*DESCRIPTION OF THE TASK*
Will you quote only the lines starting at the one that contains "Reviewer note: verify that each instance of the brick" and ending with the last line of the listing below, inclusive?

==== RECORDS FOR THE TASK

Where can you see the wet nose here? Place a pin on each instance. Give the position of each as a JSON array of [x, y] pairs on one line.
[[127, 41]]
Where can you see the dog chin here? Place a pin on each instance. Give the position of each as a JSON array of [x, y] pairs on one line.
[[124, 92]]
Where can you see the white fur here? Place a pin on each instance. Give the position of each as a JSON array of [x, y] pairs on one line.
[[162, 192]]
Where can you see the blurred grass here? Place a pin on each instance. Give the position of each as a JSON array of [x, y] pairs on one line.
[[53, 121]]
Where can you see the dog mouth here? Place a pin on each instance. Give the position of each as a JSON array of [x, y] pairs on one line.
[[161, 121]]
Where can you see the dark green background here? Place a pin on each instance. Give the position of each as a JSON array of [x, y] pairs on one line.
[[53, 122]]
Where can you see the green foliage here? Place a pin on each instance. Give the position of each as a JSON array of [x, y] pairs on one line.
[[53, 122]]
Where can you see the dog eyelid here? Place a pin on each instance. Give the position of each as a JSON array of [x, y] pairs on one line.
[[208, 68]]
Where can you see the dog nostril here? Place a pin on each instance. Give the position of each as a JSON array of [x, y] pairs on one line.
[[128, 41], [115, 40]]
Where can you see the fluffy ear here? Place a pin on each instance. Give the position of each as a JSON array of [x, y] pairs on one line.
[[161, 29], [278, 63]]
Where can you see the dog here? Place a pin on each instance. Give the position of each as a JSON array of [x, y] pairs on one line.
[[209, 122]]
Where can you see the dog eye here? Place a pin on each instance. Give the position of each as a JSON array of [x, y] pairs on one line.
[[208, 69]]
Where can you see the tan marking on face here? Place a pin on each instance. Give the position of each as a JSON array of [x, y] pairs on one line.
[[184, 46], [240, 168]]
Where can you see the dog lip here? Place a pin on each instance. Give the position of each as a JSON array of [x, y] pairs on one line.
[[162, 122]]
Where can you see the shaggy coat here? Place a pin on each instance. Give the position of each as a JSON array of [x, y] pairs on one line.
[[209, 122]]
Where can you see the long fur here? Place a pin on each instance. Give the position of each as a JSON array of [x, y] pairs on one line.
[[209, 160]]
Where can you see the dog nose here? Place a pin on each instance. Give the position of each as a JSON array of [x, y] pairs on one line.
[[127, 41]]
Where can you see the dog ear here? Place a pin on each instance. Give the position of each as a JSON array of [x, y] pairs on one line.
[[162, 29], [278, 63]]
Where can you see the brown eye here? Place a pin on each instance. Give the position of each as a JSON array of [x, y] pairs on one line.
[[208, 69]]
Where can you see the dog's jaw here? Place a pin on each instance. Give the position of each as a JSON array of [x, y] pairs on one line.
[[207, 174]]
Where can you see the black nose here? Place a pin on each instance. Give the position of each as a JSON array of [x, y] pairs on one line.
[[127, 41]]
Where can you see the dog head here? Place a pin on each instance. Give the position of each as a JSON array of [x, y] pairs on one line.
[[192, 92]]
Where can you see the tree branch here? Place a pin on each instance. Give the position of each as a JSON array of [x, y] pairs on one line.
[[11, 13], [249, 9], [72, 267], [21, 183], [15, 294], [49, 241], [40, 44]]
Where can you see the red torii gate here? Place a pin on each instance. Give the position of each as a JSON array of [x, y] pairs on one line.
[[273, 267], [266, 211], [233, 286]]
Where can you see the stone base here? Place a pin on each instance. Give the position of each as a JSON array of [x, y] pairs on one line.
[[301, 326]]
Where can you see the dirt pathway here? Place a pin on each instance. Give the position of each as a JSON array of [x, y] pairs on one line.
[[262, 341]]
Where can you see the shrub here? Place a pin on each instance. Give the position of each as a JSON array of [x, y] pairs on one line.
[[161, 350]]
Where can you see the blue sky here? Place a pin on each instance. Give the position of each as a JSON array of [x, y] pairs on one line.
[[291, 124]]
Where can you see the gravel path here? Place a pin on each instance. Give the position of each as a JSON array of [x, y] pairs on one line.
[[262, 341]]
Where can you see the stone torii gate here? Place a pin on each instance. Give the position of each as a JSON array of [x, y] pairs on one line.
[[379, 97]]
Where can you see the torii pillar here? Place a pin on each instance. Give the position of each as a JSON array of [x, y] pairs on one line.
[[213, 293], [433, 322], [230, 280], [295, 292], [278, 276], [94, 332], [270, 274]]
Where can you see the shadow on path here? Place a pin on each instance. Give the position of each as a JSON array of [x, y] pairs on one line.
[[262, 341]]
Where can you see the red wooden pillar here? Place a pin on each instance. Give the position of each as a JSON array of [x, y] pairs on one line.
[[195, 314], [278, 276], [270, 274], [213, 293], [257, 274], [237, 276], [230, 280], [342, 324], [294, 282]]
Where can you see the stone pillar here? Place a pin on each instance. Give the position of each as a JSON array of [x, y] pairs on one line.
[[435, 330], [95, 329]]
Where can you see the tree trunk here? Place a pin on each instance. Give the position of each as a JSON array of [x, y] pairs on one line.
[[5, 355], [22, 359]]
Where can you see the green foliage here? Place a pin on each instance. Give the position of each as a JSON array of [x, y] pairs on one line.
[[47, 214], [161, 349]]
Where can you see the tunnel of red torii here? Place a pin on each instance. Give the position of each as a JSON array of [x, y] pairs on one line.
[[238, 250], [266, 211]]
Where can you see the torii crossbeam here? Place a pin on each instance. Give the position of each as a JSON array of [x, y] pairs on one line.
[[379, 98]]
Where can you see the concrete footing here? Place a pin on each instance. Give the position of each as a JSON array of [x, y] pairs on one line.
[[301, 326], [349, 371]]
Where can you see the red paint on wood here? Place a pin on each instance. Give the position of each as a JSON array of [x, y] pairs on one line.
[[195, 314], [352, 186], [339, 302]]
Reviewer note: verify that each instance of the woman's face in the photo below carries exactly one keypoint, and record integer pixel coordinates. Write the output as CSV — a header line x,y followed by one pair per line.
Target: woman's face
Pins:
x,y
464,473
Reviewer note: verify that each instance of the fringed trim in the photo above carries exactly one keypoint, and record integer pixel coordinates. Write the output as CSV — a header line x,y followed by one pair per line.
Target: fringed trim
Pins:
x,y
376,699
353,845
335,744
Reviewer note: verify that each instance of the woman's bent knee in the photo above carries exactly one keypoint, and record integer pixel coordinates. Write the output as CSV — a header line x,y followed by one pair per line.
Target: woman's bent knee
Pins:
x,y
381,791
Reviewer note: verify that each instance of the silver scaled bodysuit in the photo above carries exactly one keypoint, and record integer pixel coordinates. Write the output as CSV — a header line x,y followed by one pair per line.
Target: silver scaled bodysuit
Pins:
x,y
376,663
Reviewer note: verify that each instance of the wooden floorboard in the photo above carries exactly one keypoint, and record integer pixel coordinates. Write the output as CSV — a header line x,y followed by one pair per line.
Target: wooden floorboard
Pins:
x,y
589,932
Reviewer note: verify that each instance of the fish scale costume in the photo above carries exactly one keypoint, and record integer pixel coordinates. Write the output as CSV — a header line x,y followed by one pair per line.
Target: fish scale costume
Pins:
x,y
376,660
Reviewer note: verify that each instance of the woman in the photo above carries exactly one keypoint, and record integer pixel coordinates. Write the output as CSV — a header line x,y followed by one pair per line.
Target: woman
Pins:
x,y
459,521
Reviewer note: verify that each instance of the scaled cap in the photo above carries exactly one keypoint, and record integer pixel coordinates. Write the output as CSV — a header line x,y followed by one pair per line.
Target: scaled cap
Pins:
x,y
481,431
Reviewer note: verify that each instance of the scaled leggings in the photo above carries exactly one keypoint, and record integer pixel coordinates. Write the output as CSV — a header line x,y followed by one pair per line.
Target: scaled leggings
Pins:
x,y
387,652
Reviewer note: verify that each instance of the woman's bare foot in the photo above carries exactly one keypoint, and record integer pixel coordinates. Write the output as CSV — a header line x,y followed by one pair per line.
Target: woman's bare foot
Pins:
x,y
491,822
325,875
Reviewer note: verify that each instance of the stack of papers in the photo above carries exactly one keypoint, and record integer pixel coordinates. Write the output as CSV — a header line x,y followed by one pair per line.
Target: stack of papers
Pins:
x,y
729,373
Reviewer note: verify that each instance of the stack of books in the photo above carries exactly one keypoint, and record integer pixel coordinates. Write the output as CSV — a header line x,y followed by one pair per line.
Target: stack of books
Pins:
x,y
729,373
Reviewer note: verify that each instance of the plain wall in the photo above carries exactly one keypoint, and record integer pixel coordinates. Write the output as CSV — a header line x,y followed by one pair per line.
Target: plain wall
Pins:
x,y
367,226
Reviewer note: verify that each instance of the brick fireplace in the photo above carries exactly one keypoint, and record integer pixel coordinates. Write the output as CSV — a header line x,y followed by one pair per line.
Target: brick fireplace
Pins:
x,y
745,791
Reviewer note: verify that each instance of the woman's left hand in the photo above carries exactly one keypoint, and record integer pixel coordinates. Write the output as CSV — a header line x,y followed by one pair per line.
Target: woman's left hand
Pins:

========

*ANSWER TO THIS TASK*
Reviewer note: verify that each instance of the brick fireplace in the photo above carries exactly one keypoint, and record integer pixel coordinates. Write the output as CSV — a header line x,y followed by one pair per line.
Target: brick fireplace
Pins:
x,y
745,791
Reviewer note: verify that each instance of the woman's left hand in the photo above carries exactly one keypoint, and record integer pixel coordinates. Write the output as CSV — a header line x,y followed by one pair per line.
Target: woman's left hand
Pins:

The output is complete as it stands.